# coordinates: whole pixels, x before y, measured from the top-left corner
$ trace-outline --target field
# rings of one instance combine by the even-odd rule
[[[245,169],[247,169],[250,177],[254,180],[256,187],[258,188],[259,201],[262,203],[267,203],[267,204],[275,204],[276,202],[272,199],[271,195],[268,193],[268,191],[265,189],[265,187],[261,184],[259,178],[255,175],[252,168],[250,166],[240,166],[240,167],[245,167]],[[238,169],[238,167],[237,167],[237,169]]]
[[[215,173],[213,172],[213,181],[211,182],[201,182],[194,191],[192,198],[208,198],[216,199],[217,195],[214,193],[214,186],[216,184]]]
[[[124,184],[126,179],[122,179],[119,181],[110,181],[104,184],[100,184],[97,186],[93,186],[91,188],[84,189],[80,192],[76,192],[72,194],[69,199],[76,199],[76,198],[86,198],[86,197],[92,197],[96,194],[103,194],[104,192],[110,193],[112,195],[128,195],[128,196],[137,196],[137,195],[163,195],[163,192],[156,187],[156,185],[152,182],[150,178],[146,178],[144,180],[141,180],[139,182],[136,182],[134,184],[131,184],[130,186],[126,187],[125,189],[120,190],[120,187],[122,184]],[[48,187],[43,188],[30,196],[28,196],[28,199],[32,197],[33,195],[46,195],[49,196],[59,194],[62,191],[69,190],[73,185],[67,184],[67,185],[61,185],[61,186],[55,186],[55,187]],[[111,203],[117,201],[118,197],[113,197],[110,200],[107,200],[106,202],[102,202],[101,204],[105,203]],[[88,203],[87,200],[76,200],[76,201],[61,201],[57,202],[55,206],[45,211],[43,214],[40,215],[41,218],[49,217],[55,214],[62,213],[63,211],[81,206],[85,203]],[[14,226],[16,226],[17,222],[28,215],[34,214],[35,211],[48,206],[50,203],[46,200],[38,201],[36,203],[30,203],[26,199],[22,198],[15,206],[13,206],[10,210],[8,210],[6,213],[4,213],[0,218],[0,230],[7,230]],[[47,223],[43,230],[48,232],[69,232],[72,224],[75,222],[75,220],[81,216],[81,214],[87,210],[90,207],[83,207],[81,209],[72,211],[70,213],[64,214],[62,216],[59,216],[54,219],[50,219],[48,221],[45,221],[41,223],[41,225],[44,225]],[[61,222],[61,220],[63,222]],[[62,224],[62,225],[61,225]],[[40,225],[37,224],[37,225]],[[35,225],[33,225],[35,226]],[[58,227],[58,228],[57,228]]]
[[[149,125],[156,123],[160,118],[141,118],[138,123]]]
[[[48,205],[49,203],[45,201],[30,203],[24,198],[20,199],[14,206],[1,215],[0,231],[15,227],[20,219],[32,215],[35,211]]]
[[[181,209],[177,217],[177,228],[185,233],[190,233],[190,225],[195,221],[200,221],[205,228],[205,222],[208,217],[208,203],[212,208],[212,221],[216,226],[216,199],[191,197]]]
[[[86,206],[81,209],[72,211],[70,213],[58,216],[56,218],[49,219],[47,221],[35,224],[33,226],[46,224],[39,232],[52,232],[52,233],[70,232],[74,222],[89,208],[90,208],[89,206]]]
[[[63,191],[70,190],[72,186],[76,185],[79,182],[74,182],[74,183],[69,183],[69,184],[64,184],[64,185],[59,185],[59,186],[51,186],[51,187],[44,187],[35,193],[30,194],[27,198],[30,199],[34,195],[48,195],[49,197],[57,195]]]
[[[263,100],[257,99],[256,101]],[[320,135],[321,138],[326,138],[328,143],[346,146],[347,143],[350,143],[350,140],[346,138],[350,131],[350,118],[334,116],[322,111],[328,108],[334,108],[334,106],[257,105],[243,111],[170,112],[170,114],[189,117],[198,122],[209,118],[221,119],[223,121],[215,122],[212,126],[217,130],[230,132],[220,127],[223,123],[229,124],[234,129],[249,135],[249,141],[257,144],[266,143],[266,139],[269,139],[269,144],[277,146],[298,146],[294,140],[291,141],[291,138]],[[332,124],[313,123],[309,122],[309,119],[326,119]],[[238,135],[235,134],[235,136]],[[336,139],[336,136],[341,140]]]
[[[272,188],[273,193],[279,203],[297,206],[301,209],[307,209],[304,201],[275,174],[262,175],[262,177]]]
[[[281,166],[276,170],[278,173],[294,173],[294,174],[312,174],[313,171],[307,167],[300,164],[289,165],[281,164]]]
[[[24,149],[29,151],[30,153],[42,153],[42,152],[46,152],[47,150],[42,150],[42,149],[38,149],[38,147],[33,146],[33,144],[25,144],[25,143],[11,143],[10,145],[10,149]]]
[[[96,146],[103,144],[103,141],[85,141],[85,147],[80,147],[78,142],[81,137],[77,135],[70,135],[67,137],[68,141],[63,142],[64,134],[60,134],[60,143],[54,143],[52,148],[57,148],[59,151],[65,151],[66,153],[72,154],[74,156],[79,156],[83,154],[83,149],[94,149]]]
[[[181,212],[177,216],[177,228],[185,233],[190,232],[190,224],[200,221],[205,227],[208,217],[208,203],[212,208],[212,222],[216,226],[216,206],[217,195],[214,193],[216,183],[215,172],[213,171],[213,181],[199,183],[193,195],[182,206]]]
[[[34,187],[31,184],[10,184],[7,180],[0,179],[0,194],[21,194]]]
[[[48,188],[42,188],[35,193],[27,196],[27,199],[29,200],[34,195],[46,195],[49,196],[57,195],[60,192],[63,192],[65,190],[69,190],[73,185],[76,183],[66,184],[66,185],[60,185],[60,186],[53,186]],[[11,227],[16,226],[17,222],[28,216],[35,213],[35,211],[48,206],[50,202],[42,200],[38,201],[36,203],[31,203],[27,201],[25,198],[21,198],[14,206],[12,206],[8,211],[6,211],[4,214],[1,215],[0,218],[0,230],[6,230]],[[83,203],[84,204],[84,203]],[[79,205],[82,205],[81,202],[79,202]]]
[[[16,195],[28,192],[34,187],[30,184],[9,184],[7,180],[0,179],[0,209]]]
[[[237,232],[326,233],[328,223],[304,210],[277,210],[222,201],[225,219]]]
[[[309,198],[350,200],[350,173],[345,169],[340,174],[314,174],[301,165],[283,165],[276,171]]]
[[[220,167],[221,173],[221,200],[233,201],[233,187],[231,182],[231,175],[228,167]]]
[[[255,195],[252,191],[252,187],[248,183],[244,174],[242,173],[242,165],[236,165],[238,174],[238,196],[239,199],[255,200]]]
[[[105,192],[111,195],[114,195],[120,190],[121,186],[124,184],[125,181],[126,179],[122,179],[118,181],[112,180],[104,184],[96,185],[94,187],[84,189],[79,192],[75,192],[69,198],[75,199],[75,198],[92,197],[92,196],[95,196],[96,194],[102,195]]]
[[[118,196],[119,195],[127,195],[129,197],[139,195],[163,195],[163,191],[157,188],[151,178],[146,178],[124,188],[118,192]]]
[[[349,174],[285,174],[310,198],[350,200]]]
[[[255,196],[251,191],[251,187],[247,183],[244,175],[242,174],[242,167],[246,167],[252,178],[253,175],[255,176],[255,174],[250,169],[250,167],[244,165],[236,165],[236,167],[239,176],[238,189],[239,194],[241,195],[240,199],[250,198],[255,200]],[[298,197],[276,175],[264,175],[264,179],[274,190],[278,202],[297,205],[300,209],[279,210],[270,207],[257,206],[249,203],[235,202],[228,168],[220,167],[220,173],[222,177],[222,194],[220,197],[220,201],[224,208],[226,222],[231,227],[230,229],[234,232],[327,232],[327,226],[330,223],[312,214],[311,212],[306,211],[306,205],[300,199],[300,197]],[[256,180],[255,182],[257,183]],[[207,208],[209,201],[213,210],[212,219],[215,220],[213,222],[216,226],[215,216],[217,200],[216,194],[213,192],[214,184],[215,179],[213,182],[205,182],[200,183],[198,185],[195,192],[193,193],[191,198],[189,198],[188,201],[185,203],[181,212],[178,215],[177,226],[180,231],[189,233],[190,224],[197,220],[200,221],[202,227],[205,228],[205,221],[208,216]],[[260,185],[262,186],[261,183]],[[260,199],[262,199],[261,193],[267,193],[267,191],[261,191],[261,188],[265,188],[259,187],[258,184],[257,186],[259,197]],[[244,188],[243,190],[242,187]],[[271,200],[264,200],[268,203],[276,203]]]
=======
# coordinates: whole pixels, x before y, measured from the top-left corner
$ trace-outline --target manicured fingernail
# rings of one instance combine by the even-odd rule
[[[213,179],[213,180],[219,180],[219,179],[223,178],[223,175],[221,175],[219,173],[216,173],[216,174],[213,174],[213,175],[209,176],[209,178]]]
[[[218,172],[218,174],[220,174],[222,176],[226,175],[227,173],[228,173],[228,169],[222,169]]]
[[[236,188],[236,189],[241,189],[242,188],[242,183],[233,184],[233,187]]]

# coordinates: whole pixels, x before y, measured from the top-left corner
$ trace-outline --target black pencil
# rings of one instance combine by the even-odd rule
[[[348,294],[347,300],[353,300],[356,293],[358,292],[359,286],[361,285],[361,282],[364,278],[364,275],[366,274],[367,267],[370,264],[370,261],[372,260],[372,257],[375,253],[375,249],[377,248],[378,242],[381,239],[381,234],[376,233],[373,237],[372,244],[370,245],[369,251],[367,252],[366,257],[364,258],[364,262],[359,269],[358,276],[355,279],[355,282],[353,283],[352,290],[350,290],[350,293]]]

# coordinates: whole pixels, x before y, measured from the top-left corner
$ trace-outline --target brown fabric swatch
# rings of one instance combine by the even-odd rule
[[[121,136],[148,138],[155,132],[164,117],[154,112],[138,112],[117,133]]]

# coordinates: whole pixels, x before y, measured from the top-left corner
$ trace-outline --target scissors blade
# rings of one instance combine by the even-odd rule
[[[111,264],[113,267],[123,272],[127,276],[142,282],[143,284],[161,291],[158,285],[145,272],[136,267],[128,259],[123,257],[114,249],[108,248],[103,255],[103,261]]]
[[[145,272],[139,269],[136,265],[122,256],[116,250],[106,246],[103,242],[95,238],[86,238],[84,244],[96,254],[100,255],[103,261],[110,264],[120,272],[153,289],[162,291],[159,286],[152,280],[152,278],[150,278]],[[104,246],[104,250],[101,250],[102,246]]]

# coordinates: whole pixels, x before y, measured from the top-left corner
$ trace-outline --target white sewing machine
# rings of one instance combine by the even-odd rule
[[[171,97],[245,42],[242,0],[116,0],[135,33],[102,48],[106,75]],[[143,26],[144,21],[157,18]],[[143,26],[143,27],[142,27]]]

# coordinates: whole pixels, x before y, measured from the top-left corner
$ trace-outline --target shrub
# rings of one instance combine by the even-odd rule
=======
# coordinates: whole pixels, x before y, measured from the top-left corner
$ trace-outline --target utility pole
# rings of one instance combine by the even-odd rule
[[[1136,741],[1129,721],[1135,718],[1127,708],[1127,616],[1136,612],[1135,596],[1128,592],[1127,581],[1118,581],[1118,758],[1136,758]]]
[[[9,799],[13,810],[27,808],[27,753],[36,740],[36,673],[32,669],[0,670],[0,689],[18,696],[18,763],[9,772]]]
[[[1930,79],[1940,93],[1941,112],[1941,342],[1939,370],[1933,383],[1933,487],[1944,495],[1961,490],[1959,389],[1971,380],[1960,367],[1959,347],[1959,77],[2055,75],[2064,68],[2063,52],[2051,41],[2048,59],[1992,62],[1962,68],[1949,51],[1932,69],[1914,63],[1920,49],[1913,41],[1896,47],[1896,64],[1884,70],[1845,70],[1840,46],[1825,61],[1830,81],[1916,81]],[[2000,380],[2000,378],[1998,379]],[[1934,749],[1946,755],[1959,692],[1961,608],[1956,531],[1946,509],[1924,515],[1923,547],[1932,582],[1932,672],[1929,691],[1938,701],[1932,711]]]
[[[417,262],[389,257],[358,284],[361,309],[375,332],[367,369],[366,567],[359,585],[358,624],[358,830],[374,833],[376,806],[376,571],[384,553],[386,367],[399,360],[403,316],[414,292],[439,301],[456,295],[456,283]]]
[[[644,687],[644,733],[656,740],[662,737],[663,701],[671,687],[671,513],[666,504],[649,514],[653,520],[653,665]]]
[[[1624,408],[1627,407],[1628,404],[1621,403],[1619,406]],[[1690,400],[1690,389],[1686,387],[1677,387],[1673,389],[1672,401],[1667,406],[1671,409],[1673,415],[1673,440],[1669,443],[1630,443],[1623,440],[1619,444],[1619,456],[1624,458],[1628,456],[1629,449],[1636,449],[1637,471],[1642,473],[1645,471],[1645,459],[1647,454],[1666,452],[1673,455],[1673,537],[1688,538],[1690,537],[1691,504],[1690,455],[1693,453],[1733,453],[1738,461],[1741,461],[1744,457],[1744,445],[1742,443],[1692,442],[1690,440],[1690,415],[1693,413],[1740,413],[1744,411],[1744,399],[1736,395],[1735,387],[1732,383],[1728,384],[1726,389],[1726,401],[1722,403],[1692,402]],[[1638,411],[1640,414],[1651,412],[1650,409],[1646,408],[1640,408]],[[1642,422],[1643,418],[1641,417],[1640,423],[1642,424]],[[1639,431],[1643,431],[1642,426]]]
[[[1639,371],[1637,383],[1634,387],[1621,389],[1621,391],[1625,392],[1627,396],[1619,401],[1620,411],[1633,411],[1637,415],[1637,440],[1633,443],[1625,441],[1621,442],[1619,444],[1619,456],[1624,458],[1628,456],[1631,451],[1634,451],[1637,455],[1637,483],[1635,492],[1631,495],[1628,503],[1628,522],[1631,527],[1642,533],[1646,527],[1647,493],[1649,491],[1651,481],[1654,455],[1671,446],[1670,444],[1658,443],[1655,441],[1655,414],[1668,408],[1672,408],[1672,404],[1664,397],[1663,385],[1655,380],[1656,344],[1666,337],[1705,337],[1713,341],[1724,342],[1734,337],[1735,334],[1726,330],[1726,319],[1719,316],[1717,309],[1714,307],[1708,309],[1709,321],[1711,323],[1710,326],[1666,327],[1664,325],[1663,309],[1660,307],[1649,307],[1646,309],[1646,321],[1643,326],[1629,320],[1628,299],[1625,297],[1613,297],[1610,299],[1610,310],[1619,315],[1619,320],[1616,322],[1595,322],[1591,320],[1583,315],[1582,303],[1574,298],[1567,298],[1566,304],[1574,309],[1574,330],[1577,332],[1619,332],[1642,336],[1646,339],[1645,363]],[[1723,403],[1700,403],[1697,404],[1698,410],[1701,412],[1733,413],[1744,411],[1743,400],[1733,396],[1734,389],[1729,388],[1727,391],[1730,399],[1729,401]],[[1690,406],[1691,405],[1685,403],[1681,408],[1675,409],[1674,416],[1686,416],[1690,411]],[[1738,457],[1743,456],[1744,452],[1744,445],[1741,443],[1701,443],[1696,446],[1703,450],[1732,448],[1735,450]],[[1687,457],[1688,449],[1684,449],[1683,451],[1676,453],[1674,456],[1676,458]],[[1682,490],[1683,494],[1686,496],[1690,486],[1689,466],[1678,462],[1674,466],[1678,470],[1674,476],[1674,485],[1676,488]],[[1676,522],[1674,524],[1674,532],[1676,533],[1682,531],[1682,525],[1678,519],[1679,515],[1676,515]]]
=======
If a line in the entries holds the string "outline", copy it.

$ trace-outline --target field
$ trace-outline --target manicured fingernail
$ trace-outline --target black pencil
$ trace-outline --target brown fabric swatch
$ trace-outline --target scissors blade
$ trace-outline --target white sewing machine
$ trace-outline --target shrub
$ trace-outline --target utility pole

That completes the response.